BEGIN

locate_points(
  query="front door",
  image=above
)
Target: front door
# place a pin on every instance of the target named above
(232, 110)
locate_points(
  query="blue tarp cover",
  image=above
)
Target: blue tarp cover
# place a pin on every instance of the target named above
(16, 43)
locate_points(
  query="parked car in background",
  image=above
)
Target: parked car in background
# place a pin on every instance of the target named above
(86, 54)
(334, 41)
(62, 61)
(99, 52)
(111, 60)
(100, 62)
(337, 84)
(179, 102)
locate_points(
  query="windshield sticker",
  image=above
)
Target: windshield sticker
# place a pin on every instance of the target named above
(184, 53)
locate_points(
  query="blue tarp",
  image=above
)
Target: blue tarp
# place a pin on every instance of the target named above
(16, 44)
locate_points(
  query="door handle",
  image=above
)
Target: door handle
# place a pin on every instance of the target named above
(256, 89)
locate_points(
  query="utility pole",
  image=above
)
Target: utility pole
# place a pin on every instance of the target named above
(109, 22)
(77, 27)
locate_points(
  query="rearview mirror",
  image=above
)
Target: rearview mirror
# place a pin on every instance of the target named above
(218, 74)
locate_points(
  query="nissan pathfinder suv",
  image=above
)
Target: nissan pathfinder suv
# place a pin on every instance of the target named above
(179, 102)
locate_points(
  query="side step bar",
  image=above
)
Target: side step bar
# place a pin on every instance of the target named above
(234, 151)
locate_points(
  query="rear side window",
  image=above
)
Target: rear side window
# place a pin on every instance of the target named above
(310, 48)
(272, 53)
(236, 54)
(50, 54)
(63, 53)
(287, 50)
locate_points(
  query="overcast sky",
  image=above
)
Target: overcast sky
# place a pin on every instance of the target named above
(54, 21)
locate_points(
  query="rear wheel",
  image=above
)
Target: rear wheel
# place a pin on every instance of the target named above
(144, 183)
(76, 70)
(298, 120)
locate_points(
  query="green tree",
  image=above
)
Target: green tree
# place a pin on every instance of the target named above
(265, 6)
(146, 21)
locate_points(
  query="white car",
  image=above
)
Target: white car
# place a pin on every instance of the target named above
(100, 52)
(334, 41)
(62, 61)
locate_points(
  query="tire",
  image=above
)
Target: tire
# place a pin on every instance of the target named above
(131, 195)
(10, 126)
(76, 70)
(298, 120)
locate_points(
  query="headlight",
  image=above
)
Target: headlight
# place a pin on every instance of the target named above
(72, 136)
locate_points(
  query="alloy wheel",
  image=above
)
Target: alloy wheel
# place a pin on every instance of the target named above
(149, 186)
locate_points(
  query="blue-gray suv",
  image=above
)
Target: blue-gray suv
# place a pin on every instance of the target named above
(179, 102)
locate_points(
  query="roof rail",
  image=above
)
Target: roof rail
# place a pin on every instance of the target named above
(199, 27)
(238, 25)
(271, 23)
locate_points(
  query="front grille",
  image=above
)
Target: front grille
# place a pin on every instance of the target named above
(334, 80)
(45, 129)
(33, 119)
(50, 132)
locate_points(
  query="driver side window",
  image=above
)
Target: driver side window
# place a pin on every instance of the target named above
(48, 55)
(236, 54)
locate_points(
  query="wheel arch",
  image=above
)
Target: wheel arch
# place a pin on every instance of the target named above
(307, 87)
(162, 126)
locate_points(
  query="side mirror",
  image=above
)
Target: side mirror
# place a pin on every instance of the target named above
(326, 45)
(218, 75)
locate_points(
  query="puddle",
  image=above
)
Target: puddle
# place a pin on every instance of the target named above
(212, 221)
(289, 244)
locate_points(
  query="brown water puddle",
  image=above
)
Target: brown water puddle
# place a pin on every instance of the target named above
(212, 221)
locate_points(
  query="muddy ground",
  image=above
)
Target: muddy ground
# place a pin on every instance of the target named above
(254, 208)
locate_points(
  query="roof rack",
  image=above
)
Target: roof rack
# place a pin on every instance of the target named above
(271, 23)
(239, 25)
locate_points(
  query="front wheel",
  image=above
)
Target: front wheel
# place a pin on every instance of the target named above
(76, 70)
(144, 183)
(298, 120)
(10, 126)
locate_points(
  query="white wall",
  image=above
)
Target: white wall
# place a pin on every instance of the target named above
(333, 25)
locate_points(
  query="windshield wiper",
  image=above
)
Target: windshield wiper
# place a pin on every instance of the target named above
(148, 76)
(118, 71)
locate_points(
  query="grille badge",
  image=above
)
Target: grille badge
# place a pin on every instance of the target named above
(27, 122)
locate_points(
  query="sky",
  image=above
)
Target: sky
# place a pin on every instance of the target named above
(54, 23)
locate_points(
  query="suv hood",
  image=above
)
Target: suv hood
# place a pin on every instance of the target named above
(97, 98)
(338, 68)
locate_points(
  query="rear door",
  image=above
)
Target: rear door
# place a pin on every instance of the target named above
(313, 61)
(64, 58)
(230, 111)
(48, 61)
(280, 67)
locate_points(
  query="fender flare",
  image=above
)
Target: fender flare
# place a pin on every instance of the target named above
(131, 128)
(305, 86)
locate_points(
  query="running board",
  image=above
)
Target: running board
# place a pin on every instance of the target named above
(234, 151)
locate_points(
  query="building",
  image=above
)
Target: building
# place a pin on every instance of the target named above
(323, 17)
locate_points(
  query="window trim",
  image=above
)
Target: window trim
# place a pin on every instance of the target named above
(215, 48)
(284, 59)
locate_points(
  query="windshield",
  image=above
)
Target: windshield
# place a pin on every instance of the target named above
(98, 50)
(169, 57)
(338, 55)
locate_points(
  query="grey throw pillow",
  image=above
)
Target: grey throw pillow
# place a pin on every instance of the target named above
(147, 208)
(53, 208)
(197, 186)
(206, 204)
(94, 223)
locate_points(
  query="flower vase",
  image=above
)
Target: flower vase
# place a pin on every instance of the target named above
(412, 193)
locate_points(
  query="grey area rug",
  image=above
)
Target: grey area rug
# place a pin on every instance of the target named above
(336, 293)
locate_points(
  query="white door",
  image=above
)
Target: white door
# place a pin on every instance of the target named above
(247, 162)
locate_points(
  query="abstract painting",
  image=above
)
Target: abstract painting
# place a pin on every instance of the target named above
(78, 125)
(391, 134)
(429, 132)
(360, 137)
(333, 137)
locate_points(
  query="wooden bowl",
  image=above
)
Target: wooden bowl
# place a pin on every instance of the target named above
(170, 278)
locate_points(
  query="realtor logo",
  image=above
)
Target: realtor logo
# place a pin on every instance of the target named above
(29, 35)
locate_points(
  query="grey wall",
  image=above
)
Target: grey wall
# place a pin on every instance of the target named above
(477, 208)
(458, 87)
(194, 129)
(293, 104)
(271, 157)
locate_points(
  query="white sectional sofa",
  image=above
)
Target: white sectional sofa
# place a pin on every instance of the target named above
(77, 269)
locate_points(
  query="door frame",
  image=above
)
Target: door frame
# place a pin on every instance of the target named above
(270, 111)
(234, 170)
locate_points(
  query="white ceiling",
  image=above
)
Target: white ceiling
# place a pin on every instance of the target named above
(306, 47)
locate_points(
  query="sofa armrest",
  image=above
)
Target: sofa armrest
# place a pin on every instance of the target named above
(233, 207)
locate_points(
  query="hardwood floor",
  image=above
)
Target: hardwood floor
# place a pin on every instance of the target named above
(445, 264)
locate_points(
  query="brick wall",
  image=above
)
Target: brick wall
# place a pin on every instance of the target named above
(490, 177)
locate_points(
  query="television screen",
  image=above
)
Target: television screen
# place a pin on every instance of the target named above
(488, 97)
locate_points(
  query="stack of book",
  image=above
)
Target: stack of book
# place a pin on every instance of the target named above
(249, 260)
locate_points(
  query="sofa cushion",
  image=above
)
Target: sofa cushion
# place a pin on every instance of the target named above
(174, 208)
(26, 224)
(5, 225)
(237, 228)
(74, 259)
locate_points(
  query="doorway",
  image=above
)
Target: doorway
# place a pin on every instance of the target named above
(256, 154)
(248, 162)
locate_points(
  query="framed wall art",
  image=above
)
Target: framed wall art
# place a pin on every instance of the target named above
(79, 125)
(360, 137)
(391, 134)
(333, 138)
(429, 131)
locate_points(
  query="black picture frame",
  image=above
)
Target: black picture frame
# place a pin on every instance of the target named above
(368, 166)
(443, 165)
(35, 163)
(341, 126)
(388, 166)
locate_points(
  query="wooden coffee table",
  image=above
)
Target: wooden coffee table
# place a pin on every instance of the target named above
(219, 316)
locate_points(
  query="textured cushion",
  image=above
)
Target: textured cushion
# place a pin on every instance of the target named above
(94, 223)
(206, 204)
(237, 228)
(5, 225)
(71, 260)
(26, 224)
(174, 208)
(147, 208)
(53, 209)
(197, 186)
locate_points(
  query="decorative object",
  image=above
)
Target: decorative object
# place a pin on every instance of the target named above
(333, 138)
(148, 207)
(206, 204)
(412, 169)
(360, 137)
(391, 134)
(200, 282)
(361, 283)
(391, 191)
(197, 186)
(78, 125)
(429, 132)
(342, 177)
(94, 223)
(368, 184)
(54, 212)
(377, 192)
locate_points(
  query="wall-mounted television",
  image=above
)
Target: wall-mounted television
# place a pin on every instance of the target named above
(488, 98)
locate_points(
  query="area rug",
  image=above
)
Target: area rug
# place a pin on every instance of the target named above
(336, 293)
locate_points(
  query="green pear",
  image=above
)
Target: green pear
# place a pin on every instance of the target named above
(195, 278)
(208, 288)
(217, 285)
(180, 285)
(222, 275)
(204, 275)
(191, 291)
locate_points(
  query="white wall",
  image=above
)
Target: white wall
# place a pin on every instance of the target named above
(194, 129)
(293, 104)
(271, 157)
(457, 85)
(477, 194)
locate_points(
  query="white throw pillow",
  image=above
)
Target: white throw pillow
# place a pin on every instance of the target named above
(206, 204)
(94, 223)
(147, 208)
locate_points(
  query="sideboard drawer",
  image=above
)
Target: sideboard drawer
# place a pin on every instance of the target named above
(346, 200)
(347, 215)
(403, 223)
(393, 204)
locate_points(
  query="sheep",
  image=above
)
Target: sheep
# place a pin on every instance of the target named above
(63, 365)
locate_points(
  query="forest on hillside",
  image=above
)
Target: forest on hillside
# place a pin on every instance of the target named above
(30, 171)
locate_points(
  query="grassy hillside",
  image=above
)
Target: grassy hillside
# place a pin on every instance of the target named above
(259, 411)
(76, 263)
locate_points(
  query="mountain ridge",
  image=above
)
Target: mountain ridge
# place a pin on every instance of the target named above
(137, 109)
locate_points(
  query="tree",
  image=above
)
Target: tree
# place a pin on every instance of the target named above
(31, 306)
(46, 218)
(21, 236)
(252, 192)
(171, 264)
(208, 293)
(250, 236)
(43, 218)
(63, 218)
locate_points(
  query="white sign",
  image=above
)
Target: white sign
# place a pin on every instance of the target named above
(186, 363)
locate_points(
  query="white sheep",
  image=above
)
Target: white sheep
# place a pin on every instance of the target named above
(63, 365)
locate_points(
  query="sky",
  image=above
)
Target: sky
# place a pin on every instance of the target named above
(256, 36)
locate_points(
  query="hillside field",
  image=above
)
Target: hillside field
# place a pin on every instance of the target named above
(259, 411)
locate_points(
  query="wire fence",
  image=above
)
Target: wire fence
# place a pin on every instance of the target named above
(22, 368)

END

Aim of the task:
Note how many lines of the material hold the word "abstract", then state that number alone.

Output for this task:
2